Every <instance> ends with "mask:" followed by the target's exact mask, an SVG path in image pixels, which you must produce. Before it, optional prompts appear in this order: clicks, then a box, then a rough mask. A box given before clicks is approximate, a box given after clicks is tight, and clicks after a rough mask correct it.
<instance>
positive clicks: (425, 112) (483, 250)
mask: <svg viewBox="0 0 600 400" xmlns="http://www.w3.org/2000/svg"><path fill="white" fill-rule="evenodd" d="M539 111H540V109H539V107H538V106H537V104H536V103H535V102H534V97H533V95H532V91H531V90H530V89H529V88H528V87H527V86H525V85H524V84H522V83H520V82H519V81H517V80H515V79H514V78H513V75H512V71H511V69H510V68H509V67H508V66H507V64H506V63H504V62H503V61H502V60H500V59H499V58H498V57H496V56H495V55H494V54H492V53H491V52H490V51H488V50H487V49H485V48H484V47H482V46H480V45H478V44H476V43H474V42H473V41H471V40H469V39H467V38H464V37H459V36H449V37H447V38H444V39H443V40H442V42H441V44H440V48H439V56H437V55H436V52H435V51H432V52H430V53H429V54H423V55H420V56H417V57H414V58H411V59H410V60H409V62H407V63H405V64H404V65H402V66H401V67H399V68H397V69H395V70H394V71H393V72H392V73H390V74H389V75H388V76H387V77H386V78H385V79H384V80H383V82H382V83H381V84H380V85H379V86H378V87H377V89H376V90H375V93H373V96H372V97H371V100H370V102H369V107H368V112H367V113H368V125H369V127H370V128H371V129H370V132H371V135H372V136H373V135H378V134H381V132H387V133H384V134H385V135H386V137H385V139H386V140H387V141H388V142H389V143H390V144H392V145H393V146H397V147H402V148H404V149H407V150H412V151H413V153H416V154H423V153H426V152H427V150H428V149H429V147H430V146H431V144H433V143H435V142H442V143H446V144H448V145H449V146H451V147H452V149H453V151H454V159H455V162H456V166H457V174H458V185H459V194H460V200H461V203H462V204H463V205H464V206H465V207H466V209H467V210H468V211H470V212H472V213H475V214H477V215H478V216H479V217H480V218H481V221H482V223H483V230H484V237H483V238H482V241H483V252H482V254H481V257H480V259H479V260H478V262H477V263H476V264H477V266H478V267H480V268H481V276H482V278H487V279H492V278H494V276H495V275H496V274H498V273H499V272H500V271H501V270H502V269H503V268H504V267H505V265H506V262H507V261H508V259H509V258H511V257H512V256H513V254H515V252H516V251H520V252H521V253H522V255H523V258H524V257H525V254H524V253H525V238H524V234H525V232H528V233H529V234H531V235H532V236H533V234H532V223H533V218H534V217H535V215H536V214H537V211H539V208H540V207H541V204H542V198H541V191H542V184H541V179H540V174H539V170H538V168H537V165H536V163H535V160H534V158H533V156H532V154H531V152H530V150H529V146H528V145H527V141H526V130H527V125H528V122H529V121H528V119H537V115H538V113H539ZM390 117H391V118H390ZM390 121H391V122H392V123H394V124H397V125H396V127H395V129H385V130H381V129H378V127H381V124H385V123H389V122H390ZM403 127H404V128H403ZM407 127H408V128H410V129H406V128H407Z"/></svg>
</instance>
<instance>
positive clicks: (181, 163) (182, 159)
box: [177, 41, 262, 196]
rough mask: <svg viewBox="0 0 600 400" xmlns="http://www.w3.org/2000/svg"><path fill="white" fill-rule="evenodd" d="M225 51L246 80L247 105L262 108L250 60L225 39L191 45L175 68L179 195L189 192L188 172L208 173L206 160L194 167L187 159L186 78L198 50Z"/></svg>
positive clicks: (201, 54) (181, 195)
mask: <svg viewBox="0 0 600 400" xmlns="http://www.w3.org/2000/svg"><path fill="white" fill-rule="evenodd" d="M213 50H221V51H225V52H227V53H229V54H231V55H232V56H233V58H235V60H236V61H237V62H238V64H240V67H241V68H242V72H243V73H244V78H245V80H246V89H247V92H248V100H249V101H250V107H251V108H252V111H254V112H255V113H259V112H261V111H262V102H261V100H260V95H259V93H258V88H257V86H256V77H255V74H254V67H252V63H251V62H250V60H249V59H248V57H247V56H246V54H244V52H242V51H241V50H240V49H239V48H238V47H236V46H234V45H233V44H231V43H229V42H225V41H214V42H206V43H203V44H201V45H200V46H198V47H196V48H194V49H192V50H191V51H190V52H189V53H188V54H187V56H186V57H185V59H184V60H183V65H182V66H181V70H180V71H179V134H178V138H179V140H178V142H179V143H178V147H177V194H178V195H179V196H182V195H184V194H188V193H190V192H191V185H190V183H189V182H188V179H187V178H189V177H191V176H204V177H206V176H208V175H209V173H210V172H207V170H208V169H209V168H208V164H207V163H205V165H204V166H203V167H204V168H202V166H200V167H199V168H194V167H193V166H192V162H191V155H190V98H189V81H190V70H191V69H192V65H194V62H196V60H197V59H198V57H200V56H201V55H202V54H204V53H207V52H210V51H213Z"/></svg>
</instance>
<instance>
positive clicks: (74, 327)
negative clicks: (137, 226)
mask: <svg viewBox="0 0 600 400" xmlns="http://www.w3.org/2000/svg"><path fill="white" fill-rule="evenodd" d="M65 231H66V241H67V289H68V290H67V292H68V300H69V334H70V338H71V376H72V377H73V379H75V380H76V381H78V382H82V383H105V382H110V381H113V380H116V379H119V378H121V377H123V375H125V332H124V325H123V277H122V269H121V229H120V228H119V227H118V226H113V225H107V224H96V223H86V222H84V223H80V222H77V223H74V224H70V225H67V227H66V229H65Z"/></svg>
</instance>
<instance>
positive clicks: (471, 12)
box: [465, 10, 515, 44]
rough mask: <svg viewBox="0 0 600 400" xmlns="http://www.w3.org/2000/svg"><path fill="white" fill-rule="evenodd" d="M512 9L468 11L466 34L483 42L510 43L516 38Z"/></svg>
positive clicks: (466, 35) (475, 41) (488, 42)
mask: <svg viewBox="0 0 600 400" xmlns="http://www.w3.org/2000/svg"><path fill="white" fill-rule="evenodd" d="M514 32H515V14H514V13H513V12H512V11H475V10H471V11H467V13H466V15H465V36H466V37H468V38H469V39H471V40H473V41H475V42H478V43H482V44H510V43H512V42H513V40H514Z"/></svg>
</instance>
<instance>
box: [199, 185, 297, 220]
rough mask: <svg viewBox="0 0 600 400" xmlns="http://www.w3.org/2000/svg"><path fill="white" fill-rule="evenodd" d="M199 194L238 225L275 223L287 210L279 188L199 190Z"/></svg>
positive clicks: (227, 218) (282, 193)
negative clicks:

• Exercise:
What are the lines, exactly as written above, from the line with "positive clicks: (201, 54) (181, 195)" to the line with "positive clicks: (74, 327)", both included? Output only those.

• Output below:
positive clicks: (201, 54) (181, 195)
mask: <svg viewBox="0 0 600 400" xmlns="http://www.w3.org/2000/svg"><path fill="white" fill-rule="evenodd" d="M213 50H221V51H225V52H227V53H229V54H231V55H232V56H233V58H235V60H236V61H237V62H238V64H240V67H241V68H242V72H243V73H244V78H245V80H246V89H247V92H248V100H249V101H250V107H251V108H252V111H254V112H255V113H259V112H261V111H262V102H261V100H260V95H259V93H258V88H257V86H256V77H255V74H254V67H252V63H251V62H250V60H249V59H248V57H247V56H246V54H244V52H242V51H241V50H240V49H239V48H238V47H236V46H234V45H233V44H231V43H229V42H225V41H214V42H206V43H203V44H201V45H200V46H198V47H196V48H194V49H192V50H191V51H190V52H189V53H188V54H187V56H186V57H185V59H184V60H183V65H182V66H181V70H180V71H179V134H178V138H179V140H178V142H179V143H178V147H177V194H178V195H179V196H182V195H184V194H188V193H190V192H191V185H190V183H189V182H188V179H187V178H189V177H191V176H204V177H206V176H208V175H209V173H210V172H207V170H208V169H209V168H208V164H207V163H205V165H204V166H203V167H204V168H202V166H200V167H199V168H194V167H193V166H192V162H191V155H190V98H189V81H190V70H191V69H192V65H194V62H196V60H197V59H198V57H200V56H201V55H202V54H204V53H207V52H210V51H213Z"/></svg>
</instance>
<instance>
positive clicks: (74, 327)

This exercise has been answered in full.